• What you need to do
Extend the guide to querying data through the EPISB hub, picking up right after its last sentence.

• Excerpted text
○ ○ ○

How to query existing data

NB: We have a different document that explains how to use EPISB provider API from software

You can find our prototype hub at episb.org, which will allow you to query various public data providers using several different query options. Any of these queries can be done either via the web using the main episb.org hub, or via programmatic API. For discussion on different query types, see the query-type issues: https://github.com/databio/episb-hub/issues.

Query: Retrieve regions

Given chr, start and stop values, the hub returns any overlapping genomic regions.

Via API:http://episb.org/region/1/54321/500000.

JSON results can also be retrieved like so: http://episb.org/api/v1/region/1/54321/500000.

Biological application. Given a query genomic region or set of regions, or a particular experiment or set of experiments, the system will be able to return a filtered set of genomic segments that link to the given inputs. For example, a user may wish to query the set of TAD boundaries (found in a particular segmentation provider) associated with an input set of transcription factor binding sites.

Query: Segmentation filter

One query type is a segmentation filter. The goal of this query type is to return a subset of a given segmentation, as determined by user-given conditions. For instance, we may want the subset of ~segments~ regions that have biological properties x, y, and z.

To create this kind of query, the Hub UI provides a dynamic series of HTML input widgets that populate as information is added. We need to select a segmentation that the user wants to filter. One way this could work is: first, the user restricts the segmentation to those on the reference genome assembly of interest. The web GUI renders a dropdown, Select genome. User selects, e.g. hg38. This populates a second dropdown, Select segmentation. This is populated from the list of segmentations this hub knows about that segment the given reference assembly.

○ ○ ○

• Dataset extract
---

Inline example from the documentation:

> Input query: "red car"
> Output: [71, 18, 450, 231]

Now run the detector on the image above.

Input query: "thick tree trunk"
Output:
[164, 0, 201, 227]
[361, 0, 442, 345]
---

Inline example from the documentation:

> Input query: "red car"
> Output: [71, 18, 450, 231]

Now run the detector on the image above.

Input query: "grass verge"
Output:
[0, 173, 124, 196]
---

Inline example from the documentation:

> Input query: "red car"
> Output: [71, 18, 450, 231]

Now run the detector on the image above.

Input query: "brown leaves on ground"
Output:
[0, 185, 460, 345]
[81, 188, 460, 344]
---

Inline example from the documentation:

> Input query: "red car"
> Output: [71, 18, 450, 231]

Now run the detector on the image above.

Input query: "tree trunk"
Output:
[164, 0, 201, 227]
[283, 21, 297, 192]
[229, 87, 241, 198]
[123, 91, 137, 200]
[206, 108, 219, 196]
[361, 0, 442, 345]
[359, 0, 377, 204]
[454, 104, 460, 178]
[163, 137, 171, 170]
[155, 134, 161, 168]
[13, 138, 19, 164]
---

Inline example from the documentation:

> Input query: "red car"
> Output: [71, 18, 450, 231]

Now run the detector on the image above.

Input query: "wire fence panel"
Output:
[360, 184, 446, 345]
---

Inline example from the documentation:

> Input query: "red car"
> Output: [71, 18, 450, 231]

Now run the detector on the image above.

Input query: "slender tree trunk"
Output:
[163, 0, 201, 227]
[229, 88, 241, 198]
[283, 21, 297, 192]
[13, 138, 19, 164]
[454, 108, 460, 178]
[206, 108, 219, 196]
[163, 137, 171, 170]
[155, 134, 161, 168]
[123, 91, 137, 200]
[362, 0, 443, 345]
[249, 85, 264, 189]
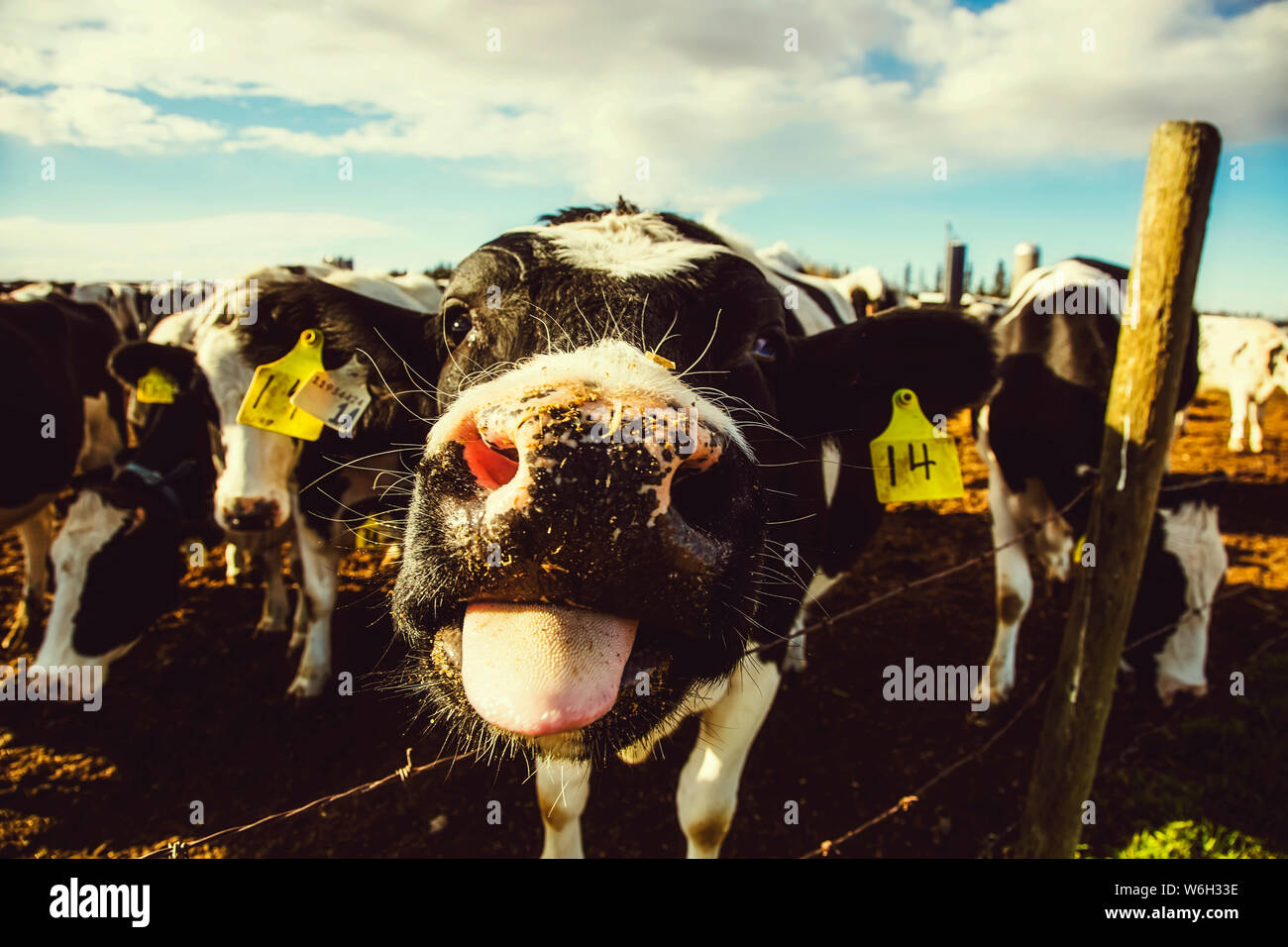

○ ○ ○

• Output for this exercise
Once we have selected a single segmentation, we have narrowed down the data we can consider to the set of experiments that annotate that particular segmentation (which is specified in the provider design interface). We then show the user an "add condition" interface (similar to what you would see when building an email inbox filter rule). This interface is populated based on the available experiments defined in the design interface. The user can then specify any number of conditions, which can be things like:

  • Value of ranged experiment experiment1 must be "greater than 500".
  • Value of binary experiment experiment3 must be "True"

When the user is done assembling the desired list of conditions, she clicks submit. Conditions are translated into a query, which returns the set of ~segments~ regions that meet all conditions.

Ideally, this segmentation filter query is also possible to construct via a POST of a json document, so that someone could be an R/python interface to pull down the same queries. The result should be returnable either in BED format or as a JSON.

Biological application. This query type can be thought of as translating annotation limits into region sets (Retrieving integrated region sets). For example, give me the set of regions with annotation values above x in cell-type y but below a in cell-types b, c, and d. A more complicated example: a user could request that the system return the set of genomic regions that are annotated as filling the following four critera: First, they have open chromatin in macrophages, but not in other hematopoietic cell types, as defined by the ENCODE cross cell-type chromatin analysis; second, they have H3K27ac in M1 macrophages but not in M2 macrophages, as defined by the BLUEPRINT project data; third, they are polycomb repressed in hematopoietic stem cells, as defined by data from the Roadmap Epigenomics project; and fourth, they are within a set of regions defined as CRISPR-targetable in private lab-specific experimental results.

Query: Segmentation Match

Given a set of "regions", we need to convert these into "Segmentation Regions" (normalized regions).

Query: Annotations

Given a query region, retrieve experimental annotations. For example, entering something like DHS::9ff55240-9dd1-42ed-a963-98b127d09793 should bring up all the annotations from all the experiments currently stored within the provider that are linked with the DHS segmentation and the particular region within it.

Via API: http://episb.org/annotations/DHS::9ff55240-9dd1-42ed-a963-98b127d09793

JSON results can also be retrieved by going to http://episb.org/api/v1/annotations/DHS::9ff55240-9dd1-42ed-a963-98b127d09793).

Biological application. given a set of genetic variants from a GWAS study, return the functional annotations across data providers for each disease-associated SNP.